--- Work to be completed ---
Drop the pictures and extract exactly the lines from the one that contains "Return one point per instance of the sandy" through the end of the material.

--- Dataset content ---

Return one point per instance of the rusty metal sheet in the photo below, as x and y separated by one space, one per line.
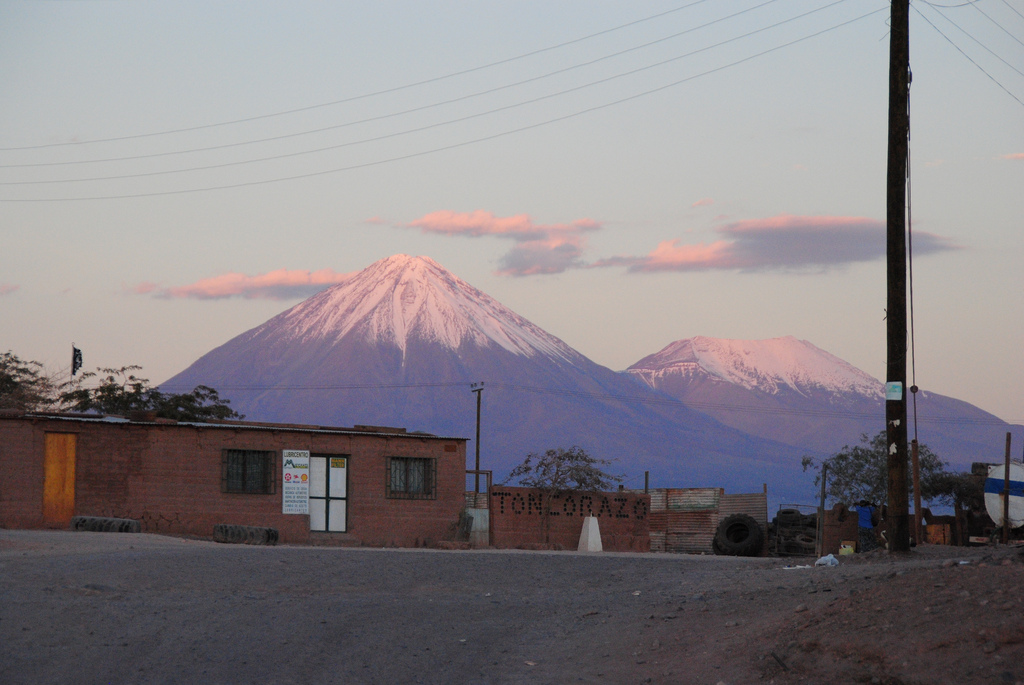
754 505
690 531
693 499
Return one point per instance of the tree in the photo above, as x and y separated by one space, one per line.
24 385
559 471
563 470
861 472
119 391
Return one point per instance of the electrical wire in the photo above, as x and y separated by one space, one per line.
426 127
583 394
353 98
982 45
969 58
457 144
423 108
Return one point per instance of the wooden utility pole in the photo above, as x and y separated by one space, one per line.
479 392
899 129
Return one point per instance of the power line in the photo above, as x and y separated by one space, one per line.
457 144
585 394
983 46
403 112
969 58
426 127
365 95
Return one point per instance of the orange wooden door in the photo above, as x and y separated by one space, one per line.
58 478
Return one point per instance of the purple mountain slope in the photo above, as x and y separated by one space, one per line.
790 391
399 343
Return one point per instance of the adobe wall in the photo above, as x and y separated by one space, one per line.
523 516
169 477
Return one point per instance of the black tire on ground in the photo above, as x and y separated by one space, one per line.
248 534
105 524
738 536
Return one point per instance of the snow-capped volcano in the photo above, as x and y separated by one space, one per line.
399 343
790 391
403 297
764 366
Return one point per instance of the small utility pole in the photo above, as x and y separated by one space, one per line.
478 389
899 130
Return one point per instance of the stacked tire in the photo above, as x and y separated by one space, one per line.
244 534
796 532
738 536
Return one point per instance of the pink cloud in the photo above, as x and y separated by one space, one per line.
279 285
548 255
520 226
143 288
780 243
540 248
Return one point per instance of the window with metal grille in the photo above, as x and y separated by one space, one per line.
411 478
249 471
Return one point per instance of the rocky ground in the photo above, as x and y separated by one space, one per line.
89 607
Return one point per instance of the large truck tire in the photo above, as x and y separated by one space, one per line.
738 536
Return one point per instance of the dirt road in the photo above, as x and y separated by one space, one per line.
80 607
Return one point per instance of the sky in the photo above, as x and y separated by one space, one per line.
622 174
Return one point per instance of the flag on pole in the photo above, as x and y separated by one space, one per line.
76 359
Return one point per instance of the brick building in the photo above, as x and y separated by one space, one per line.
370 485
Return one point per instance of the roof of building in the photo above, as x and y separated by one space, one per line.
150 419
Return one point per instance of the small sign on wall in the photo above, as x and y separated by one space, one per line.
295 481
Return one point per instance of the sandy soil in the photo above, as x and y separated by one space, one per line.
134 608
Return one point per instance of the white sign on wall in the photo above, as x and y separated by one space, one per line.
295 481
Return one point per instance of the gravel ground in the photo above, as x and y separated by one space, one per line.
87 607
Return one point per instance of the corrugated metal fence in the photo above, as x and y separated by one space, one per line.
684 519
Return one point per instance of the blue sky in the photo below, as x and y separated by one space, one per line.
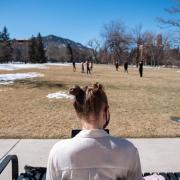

--- Response to this task ---
Return one point per instance of the sandy soil in the photo above, as x and y separated by one space, one per line.
134 608
Return one point per instance of the white sign on wall in the photo above, as x and y separated by one space, one per line.
295 481
Return one point per instance of the gravel ground in the photo above, as x and y separated by one space, one per line.
87 607
Return one point per instance of the corrugated metal fence in the photo above, as x and y separated by one space, one per line.
684 519
Return one point per instance of the blue sky in the photo below, as x and y separated by one space, one per line.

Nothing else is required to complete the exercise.